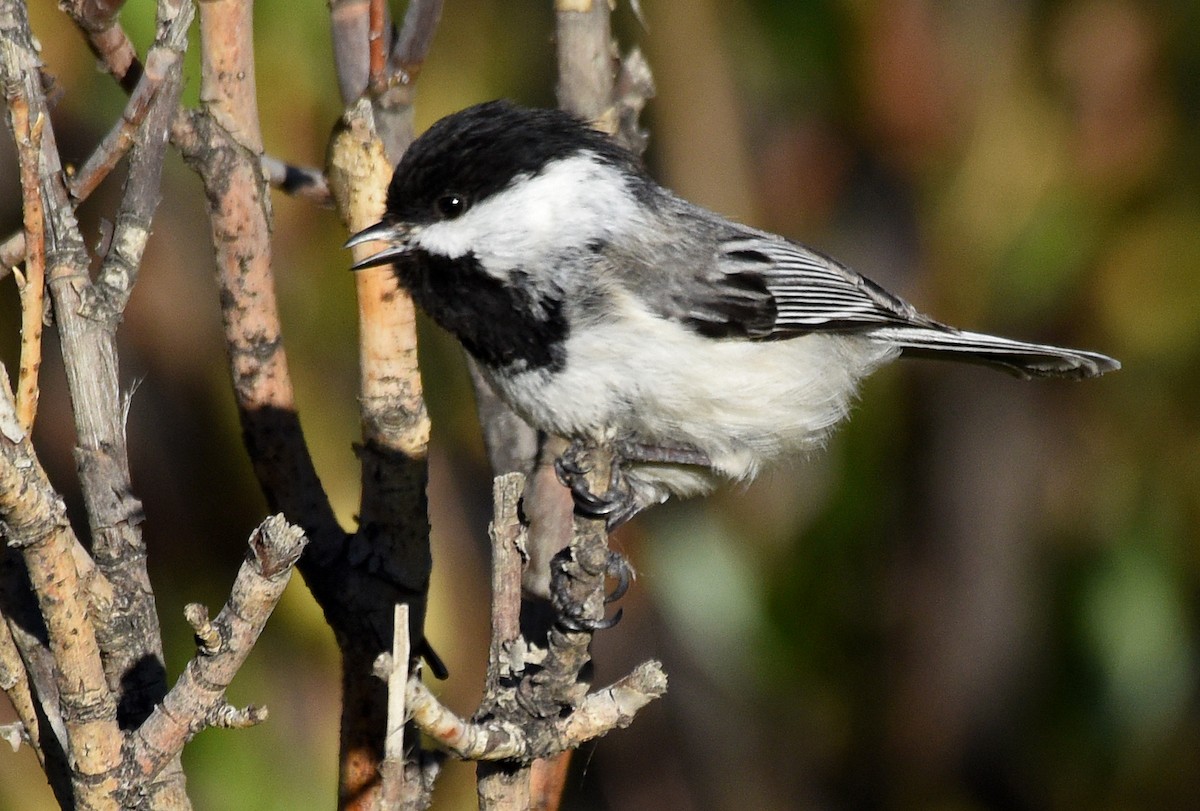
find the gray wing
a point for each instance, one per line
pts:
(771, 288)
(768, 288)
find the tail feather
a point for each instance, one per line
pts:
(1018, 358)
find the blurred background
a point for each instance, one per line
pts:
(983, 595)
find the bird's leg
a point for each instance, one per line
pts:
(619, 503)
(616, 566)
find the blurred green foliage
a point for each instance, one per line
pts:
(983, 595)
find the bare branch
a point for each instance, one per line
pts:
(35, 523)
(222, 144)
(197, 700)
(31, 284)
(351, 26)
(496, 739)
(99, 19)
(391, 770)
(161, 71)
(412, 47)
(378, 22)
(305, 182)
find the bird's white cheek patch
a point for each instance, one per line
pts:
(567, 204)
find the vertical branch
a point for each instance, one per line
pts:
(31, 284)
(394, 526)
(223, 145)
(391, 770)
(35, 523)
(504, 786)
(100, 22)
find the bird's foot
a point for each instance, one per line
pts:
(616, 505)
(616, 568)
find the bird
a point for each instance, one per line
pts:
(609, 311)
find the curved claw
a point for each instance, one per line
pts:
(571, 473)
(589, 625)
(619, 569)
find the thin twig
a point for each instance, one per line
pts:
(498, 739)
(391, 770)
(31, 284)
(99, 20)
(412, 47)
(34, 520)
(197, 700)
(504, 785)
(377, 44)
(305, 182)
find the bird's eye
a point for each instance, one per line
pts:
(450, 205)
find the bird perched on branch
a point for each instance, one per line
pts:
(606, 310)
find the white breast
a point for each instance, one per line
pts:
(743, 403)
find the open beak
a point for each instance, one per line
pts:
(394, 235)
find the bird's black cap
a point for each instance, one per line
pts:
(480, 150)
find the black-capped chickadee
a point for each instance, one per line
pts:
(606, 310)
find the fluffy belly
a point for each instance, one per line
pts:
(742, 403)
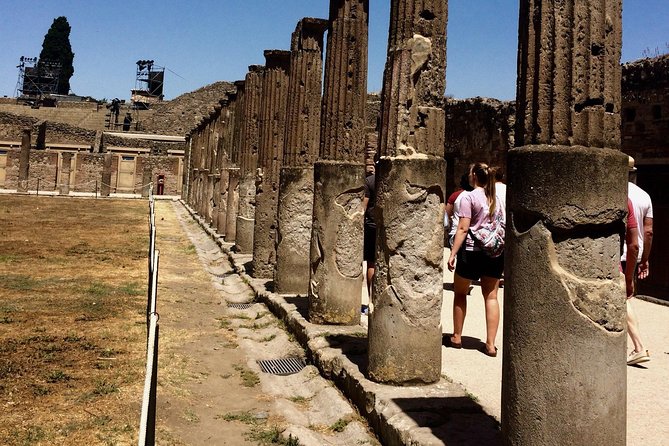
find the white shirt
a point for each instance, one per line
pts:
(500, 194)
(643, 208)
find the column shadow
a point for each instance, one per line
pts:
(457, 421)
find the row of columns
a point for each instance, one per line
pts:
(290, 166)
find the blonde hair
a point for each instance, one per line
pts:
(485, 176)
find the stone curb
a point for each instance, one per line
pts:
(437, 414)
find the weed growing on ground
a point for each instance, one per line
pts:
(245, 417)
(191, 416)
(249, 377)
(340, 425)
(272, 436)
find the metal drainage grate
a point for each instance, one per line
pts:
(239, 306)
(281, 367)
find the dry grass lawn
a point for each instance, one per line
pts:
(73, 278)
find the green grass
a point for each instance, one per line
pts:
(249, 377)
(245, 417)
(104, 387)
(340, 425)
(272, 436)
(58, 376)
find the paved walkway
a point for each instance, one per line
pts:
(647, 384)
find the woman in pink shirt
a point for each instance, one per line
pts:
(476, 208)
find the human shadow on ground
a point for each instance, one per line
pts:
(301, 304)
(468, 342)
(457, 421)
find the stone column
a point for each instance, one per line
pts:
(335, 283)
(405, 324)
(105, 186)
(233, 170)
(24, 161)
(296, 193)
(249, 160)
(66, 162)
(272, 128)
(564, 372)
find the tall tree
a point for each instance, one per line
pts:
(56, 48)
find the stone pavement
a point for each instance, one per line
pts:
(647, 384)
(462, 408)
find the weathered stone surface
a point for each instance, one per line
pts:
(335, 289)
(245, 215)
(233, 205)
(564, 291)
(303, 120)
(24, 161)
(564, 318)
(105, 187)
(272, 132)
(404, 326)
(345, 85)
(412, 115)
(293, 237)
(65, 171)
(569, 73)
(249, 160)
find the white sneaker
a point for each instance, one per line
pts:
(638, 357)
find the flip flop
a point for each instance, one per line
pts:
(454, 344)
(489, 353)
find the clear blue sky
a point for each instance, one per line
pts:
(200, 42)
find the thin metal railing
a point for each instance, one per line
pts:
(147, 426)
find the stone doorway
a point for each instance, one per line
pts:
(126, 175)
(3, 165)
(654, 179)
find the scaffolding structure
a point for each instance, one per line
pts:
(37, 78)
(149, 83)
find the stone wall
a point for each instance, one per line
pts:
(43, 168)
(645, 113)
(88, 172)
(159, 165)
(477, 129)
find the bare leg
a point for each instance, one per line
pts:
(370, 276)
(633, 327)
(489, 287)
(461, 289)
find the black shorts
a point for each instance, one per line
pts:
(473, 265)
(369, 244)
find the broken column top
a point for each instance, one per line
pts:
(345, 86)
(276, 59)
(412, 115)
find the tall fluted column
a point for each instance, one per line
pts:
(335, 288)
(233, 169)
(272, 129)
(296, 193)
(248, 159)
(405, 324)
(564, 377)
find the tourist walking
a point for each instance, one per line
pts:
(642, 213)
(480, 220)
(453, 205)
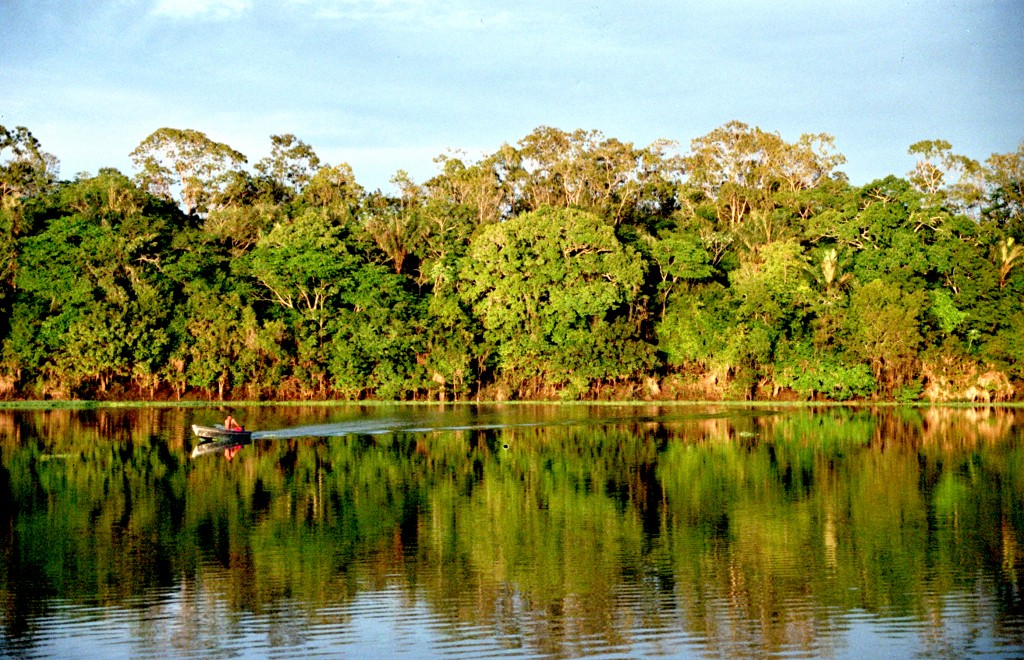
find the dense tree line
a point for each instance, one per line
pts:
(568, 265)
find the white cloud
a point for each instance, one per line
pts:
(205, 9)
(458, 14)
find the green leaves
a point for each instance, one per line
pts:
(545, 286)
(188, 159)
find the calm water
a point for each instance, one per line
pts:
(518, 530)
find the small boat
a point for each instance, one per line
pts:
(218, 433)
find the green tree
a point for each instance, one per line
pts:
(185, 158)
(884, 326)
(546, 287)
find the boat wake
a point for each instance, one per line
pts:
(383, 426)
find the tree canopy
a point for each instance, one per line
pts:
(567, 264)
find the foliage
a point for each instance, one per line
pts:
(567, 264)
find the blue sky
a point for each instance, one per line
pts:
(390, 84)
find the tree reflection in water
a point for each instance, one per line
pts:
(721, 531)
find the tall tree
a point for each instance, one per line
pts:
(184, 158)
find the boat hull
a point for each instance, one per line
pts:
(220, 433)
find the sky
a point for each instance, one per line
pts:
(388, 85)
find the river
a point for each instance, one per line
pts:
(514, 529)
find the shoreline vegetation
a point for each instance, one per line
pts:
(568, 266)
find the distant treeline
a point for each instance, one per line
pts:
(568, 265)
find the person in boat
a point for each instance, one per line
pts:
(231, 425)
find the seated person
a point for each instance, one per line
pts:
(231, 425)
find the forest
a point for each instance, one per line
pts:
(569, 265)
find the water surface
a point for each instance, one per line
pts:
(520, 530)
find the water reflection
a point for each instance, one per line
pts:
(528, 530)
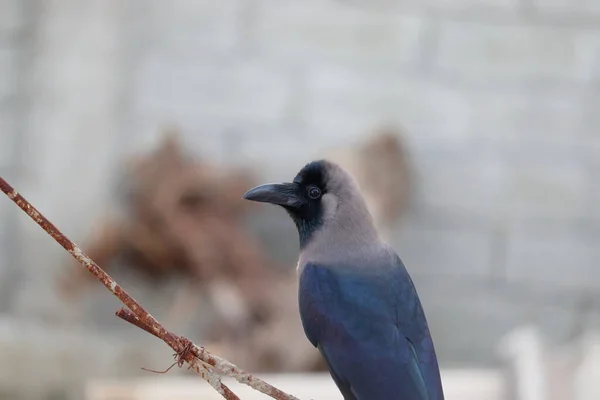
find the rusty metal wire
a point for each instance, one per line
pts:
(201, 361)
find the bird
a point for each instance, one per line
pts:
(358, 304)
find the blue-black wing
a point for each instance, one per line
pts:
(369, 325)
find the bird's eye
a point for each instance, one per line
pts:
(314, 192)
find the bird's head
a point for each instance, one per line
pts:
(321, 193)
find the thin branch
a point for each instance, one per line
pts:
(197, 357)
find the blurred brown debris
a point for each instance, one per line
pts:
(184, 218)
(381, 167)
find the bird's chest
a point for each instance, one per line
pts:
(338, 305)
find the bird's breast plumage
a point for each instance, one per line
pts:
(369, 322)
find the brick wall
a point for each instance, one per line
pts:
(499, 100)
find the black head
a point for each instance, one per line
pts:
(302, 198)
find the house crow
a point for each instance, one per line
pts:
(358, 304)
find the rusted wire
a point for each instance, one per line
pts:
(197, 357)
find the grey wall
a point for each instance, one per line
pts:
(499, 100)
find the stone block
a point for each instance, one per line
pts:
(7, 136)
(189, 27)
(546, 190)
(190, 87)
(480, 53)
(314, 31)
(469, 187)
(566, 7)
(546, 116)
(8, 75)
(346, 101)
(11, 15)
(559, 258)
(442, 252)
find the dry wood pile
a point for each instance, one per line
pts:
(184, 217)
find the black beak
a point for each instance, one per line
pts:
(282, 194)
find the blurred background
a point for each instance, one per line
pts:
(135, 126)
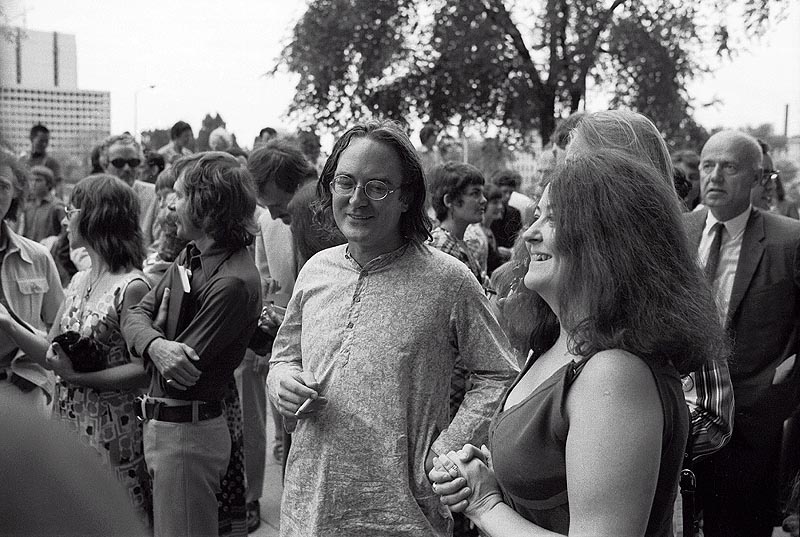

◆ Work required ◆
Pull out each line of the material above that contains the string "shirt", treating uppercase and lowercase as different.

◆ Output below ◆
find the white shirt
find the woman in pink shirt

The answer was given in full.